▶ DATA PROVIDED:
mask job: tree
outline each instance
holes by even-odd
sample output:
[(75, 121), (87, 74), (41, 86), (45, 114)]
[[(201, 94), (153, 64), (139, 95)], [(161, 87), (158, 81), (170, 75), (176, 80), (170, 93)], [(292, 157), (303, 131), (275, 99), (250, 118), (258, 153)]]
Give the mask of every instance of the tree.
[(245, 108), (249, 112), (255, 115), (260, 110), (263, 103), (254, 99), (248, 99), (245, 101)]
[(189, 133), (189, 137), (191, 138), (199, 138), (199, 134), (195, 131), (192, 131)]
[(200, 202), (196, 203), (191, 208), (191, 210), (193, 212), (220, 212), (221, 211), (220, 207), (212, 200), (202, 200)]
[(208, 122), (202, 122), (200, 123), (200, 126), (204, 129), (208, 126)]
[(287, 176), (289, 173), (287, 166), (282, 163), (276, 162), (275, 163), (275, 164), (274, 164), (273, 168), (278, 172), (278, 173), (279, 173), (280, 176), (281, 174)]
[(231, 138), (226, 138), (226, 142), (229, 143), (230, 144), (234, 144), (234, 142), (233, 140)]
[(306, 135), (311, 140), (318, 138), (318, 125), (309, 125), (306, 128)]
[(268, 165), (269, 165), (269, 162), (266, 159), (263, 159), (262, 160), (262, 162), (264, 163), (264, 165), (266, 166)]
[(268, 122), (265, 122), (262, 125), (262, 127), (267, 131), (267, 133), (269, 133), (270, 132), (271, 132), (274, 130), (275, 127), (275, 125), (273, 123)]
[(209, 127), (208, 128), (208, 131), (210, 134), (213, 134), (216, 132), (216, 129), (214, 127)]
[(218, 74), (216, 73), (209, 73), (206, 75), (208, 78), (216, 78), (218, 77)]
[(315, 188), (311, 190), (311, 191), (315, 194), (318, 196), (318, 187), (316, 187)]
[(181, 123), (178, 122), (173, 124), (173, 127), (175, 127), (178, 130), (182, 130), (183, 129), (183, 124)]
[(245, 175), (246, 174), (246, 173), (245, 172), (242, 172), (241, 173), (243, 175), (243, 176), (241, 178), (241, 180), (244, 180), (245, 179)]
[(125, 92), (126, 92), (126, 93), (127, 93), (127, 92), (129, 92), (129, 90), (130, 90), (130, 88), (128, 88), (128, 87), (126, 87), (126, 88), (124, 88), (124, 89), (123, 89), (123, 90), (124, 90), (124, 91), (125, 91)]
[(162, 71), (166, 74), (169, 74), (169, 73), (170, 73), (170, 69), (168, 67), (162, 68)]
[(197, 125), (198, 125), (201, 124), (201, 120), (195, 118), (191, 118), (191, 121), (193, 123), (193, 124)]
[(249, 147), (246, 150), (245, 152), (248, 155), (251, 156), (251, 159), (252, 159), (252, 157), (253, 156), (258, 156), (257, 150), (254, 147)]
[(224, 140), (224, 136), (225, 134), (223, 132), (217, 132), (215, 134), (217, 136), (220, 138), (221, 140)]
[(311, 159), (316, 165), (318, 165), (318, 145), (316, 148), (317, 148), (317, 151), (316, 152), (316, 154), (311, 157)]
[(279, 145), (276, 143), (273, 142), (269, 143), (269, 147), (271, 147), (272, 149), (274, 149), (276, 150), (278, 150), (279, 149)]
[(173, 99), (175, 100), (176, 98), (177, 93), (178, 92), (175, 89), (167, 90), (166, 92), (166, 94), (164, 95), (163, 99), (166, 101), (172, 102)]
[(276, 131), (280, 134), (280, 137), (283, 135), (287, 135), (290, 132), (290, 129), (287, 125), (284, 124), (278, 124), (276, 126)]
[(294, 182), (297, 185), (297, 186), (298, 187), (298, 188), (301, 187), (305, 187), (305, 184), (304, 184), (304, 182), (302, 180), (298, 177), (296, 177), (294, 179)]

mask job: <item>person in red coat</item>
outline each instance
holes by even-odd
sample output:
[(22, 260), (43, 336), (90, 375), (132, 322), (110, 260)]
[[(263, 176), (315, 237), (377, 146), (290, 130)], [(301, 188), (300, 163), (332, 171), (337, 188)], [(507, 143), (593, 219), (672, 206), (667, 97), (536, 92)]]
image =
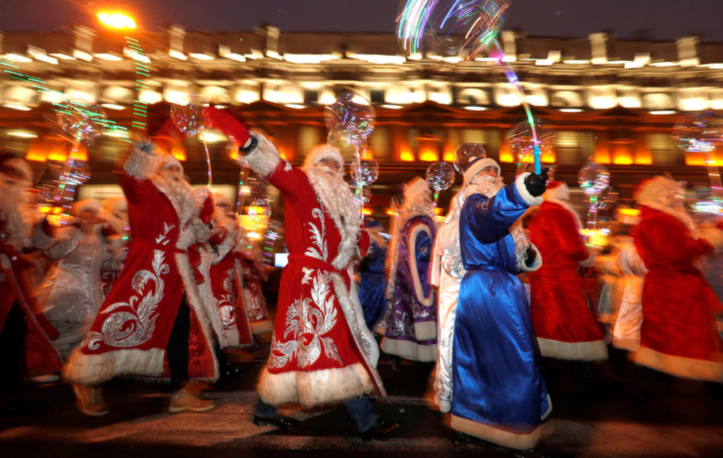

▶ CHALLENGE: Copy out everything from the line containing "mask job: <item>person in red coat</item>" down to the last of the lines, both ends included, leaving the picture out of your copy.

▶ RESPONSE FOR THIS EXERCISE:
mask job: <item>person in red coat</item>
outline each instance
holes by even-odd
sample output:
[(22, 260), (43, 336), (90, 375), (132, 322), (110, 260)]
[[(263, 176), (315, 237), (377, 146), (290, 130)], [(301, 188), (300, 163), (332, 171), (337, 188)], [(507, 143), (593, 219), (672, 206), (667, 97), (536, 92)]]
image =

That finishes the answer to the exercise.